== Extrait du document ==
------------------------

Mademoiselle Eileen Fontenot : Un tramway nommé délire
Québécois exilé au pays des Cajuns, Erik Charpentier est au théâtre montréalais quelque chose comme une langoustine égarée dans le canal Lachine…
Québécois exilé au pays des Cajuns, Erik Charpentier est au théâtre montréalais quelque chose comme une langoustine égarée dans le canal Lachine… L’auteur de Si j’avais la seule possession dessus le jugement dernier a le don des univers singuliers, aux effluves marins. Dépaysement garanti, en autant qu’on laisse sa rationalité au vestiaire…
Si pour les auteurs de psycho-pop l’amour consacre la rencontre impossible entre un Martien et une Vénusienne, le jeune dramaturge, lui, y voit l’union improbable entre un banal mortel et une sirène, entre lesquels s’interpose un océan. Énième variation sur l’insondable mystère de la gente féminine et le désarroi amoureux des mâles, Mademoiselle Eileen Fontenot pour les dix sous de liberté propose une allégorie finalement simple – mais dans un enrobage ô combien fantasque!
Un terne vendeur d’assurances succombe aux charmes d’une femme-poisson qui a pris de séduisantes formes humaines. Cet anti-Ulysse découvre alors, dans une Nouvelle-Orléans s’enfonçant dans les eaux, un monde fantasmatique qu’il ne soupçonnait pas. L’amour est un naufrage irrémédiable: telle pourrait être la conclusion de cette jolie fable romantique. (Un jour, il faudra s’interroger sur la récurrence de cette image du plongeur sous-marin, aussi présente dans les derniers films de Denis Villeneuve et d’André Turpin…)

------------------------

Entrées de données enregistrées:

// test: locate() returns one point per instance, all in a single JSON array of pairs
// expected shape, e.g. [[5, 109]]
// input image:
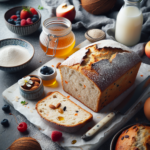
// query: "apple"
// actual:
[[147, 49], [66, 11]]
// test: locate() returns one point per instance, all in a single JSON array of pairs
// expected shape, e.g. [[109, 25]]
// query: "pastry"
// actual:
[[135, 138], [62, 113], [97, 74]]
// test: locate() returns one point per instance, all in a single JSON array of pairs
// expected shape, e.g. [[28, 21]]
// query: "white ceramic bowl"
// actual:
[[21, 30], [47, 77], [34, 94], [20, 42]]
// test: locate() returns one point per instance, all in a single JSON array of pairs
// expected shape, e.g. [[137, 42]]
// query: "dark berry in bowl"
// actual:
[[51, 71], [11, 21], [17, 22], [18, 12], [18, 19], [18, 16], [36, 16], [46, 70], [4, 122], [6, 108]]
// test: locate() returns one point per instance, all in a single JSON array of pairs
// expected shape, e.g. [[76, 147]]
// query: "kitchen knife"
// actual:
[[122, 108]]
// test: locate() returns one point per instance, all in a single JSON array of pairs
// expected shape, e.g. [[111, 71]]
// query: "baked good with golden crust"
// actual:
[[62, 113], [97, 74], [136, 137]]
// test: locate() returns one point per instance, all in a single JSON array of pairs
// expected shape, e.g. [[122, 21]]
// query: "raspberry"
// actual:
[[22, 127], [23, 22], [56, 136], [29, 21], [14, 17]]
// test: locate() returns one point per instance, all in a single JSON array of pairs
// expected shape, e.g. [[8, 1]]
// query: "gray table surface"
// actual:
[[8, 135]]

------------------------

== Travail à faire ==
1) Selon la critique de la pièce Mademoiselle Eileen Fontenot, quel métier exerce l'homme qui succombe aux charmes de la femme-poisson ?
2) Recopiez fidèlement le passage de la critique de la pièce Mademoiselle Eileen Fontenot qui commence à « Un terne vendeur » et se termine à « et d’André Turpin…) ».
3) Reprenez la critique de la pièce Mademoiselle Eileen Fontenot à la suite de sa dernière phrase et poursuivez-en la rédaction.

== Réponses par consigne ==
1) Il est vendeur d'assurances.

2)
Un terne vendeur d’assurances succombe aux charmes d’une femme-poisson qui a pris de séduisantes formes humaines. Cet anti-Ulysse découvre alors, dans une Nouvelle-Orléans s’enfonçant dans les eaux, un monde fantasmatique qu’il ne soupçonnait pas. L’amour est un naufrage irrémédiable: telle pourrait être la conclusion de cette jolie fable romantique. (Un jour, il faudra s’interroger sur la récurrence de cette image du plongeur sous-marin, aussi présente dans les derniers films de Denis Villeneuve et d’André Turpin…)

3)
Le théâtre d’Erik Charpentier vit d’abord par ses personnages étranges et par une langue qui collectionne les images incongrues et les répliques surprenantes, semblant parfois surgies de nulle part. Cet univers à l’atmosphère trouble secrète d’emblée un sortilège mystérieux, mais qui, en ce qui me concerne, n’a hélas pas réussi à me garder tout du long sous l’envoûtement. Le charme s’essouffle un peu. Comme si la fantaisie du texte, aussi séduisante soit-elle, tournait un peu à vide…
Et même si Mademoiselle Eileen est moins débridée que le texte précédent, créé au Théâtre d’Aujourd’hui il y a cinq ans, son intrigue plus linéaire se ressent des lacunes de la dramatisation: une trame un peu lâche, un personnage moins bien défini (le joueur de bowling incarné par Stéphane Demers). Il y a peut-être aussi que la lourdeur de l’impressionnant dispositif scénique finit par distraire du texte – dont cette pluie diluvienne: les acteurs pataugent du début à la fin. Et la lecture des didascalies par le fantomatique Julien Poulin ne produit pas l’effet escompté.
Malgré ces réserves, la création mise au monde par Jean-Frédéric Messier nous entraîne dans un voyage pas banal qui vaut le coup d’oeil, mêlant récit fantastique, clins d’oeil à la série B, élans burlesques chez certains acteurs (Didier Lucien, pour ne pas le nommer, délirant en embaumeur excentrique aux rites de prêtre vaudou).
Avec sa légèreté aérienne et un peu décalée qui donne toujours à ses personnages l’air de créatures venues d’ailleurs, Macha Limonchik campe une idéale sirène, femme rêvée formant un contraste saisissant avec l’allure impeccablement straight de Miro. Han Masson manie avec une belle assurance la langue précieuse de sa Belle du Sud.
Baignant dans la musique atmosphérique de Luc Bonin, l’antre aqueux imaginé par Marie-Claude Pelletier est impressionnant. Mention spéciale aux conceptrices des maquillages (Véronique Prud’homme et Aurélia Boullen) et des perruques (Rachel Tremblay).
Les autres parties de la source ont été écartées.